**** AUSGEWÄHLTER AUSZUG ****
Ursachen der Gewichtszunahme

Da die Patientin aufgrund einer ausgeprägten Insulinresistenz einen sehr hohen Insulinbedarf hatte, kam es innerhalb kürzester Zeit trotz begleitender Metformintherapie zu einer deutlichen Gewichtszunahme. Generell kann nach dem Beginn einer Insulintherapie von einer Gewichtszunahme von etwa 5 kg ausgegangen werden. Die wesentlichste Ursache für die Gewichtszunahme ist eine durch die optimierte Glukosekontrolle bedingte Reduktion der Glukosurie. Patienten nehmen zur Prävention von Hypoglykämien auch häufig kalorienreiche Snacks zu sich, welche ebenfalls nicht unwesentlich an der Gewichtszunahme beteiligt sind.

Typischerweise besteht eine Dosis-Wirkungs-Beziehung zwischen der Menge des applizierten Insulins und der Gewichtszunahme. Entsprechend der aktuellen Datenlage ist die Gewichtszunahme bei allen heute verfügbaren Insulinen beinahe gleich ausgeprägt, lediglich Insulin detemir kann bei 1-mal täglicher Gabe zu einer signifikant geringeren Gewichtszunahme als Insulin glargin oder NPH-Insulin führen.
**** DIE DATENSÄTZE ****
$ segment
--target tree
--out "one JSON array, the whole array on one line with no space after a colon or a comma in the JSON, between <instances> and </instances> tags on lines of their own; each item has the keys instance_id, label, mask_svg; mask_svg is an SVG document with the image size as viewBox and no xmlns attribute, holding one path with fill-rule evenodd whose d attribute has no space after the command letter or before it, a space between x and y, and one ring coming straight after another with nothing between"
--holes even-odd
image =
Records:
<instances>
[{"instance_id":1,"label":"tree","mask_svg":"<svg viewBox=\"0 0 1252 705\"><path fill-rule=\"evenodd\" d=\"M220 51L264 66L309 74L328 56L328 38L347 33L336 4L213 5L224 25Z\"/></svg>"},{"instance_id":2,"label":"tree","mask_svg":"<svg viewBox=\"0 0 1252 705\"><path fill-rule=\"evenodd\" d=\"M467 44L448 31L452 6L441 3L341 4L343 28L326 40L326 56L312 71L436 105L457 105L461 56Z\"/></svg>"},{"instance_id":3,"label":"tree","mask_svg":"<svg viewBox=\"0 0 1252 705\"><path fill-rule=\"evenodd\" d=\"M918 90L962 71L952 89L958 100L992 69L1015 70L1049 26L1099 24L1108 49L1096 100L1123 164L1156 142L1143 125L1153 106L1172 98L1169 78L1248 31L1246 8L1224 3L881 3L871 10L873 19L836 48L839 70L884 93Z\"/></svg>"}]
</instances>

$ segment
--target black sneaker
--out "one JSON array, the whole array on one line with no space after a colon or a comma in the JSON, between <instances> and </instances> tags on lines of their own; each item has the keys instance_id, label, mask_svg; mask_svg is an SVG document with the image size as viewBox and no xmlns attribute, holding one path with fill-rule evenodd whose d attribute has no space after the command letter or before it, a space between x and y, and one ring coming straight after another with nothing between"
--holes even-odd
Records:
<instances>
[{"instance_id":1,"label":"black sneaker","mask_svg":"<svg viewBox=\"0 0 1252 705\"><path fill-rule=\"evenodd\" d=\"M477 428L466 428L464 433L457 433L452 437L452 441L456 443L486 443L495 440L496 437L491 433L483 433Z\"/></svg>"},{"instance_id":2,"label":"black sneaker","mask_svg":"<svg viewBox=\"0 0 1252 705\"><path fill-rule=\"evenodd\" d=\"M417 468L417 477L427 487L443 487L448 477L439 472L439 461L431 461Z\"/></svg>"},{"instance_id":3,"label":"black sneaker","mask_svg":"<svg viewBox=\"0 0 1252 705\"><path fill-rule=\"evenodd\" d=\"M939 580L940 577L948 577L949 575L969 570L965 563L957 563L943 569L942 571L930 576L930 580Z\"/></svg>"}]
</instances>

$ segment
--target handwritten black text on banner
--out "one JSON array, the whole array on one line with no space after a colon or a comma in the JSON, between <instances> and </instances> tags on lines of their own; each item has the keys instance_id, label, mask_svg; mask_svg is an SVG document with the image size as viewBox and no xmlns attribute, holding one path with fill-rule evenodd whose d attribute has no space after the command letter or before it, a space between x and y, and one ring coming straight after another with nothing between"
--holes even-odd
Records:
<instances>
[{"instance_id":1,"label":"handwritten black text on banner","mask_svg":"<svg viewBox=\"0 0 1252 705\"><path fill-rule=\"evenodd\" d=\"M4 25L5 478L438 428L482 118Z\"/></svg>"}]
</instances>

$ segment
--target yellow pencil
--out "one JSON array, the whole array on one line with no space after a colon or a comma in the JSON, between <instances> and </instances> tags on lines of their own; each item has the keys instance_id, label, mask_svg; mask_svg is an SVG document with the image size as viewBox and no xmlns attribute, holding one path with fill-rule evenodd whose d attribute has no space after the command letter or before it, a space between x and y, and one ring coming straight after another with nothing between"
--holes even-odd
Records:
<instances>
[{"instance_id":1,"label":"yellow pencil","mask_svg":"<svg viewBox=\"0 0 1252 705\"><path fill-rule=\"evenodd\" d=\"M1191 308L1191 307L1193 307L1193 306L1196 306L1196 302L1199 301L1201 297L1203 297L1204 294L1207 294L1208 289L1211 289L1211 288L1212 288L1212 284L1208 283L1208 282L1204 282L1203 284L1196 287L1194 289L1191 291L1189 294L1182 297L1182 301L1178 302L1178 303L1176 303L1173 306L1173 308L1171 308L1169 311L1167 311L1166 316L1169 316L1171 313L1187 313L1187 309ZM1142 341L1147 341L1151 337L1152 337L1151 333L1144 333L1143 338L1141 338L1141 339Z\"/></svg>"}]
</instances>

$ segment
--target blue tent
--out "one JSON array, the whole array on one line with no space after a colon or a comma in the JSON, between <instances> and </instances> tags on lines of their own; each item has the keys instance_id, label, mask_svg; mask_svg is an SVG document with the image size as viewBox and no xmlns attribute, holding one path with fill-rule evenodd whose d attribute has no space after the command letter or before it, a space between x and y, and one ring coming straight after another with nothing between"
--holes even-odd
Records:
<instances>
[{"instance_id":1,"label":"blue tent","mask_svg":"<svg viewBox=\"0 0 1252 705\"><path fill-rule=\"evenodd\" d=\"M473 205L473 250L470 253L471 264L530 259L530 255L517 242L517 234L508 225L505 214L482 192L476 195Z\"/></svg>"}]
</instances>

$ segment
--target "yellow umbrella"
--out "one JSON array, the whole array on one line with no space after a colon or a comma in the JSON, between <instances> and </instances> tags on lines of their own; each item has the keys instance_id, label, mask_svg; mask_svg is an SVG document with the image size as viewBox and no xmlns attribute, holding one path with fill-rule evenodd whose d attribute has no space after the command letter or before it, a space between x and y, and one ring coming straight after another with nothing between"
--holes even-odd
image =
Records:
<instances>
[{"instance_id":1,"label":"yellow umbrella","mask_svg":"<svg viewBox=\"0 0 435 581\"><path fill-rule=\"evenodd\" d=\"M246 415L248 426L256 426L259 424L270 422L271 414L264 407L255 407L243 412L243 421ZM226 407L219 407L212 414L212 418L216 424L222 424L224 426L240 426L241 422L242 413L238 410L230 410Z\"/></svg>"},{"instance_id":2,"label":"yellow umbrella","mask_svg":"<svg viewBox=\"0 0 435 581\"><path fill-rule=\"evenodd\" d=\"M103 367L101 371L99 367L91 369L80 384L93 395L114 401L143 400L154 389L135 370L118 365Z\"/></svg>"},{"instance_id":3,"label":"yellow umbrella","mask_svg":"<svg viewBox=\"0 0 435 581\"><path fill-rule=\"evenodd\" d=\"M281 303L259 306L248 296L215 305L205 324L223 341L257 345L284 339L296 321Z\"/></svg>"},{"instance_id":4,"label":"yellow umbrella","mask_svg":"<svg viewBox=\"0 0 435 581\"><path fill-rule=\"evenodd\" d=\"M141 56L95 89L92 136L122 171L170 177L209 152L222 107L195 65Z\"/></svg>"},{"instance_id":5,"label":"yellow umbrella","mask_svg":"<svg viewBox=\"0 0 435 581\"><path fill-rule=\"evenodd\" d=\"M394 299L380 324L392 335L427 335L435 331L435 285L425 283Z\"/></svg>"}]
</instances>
****
*IHRE AUFGABEN*:
1. Warum nahm die Patientin laut dem Auszug über die Gewichtszunahme so schnell deutlich zu? Antworten Sie in ein bis drei Sätzen.
2. Wie geht der Auszug über die Gewichtszunahme unter Insulin nach seinem letzten Satz weiter? Verfassen Sie den nächsten Abschnitt.
Die Datensätze brauchen Sie hier nicht.

*LÖSUNGEN JE AUFGABE*:
1. Die Patientin hatte wegen einer ausgeprägten Insulinresistenz einen sehr hohen Insulinbedarf. Deshalb kam es trotz begleitender Metformintherapie innerhalb kürzester Zeit zu einer deutlichen Gewichtszunahme.

2.
Ein variabler Teil des zugenommenen Gewichts lässt sich oft auch durch eine vermehrte Flüssigkeitseinlagerung erklären. Generell kann eine Insulintherapie zu moderater bis generalisierter Ödembildung führen. Typischerweise sind die insulinbedingten Ödeme meist gering ausgeprägt und werden kaum bemerkt. Die Inzidenz dieser Nebenwirkung liegt etwa bei 10–20 %. Generell erhöht Insulin die Natriumrückresorption, ohne aber dabei die glomeruläre Filtrationsleistung zu beeinflussen. Der genaue Ort der Insulinwirkung am Tubulus ist jedoch bis heute nicht bekannt.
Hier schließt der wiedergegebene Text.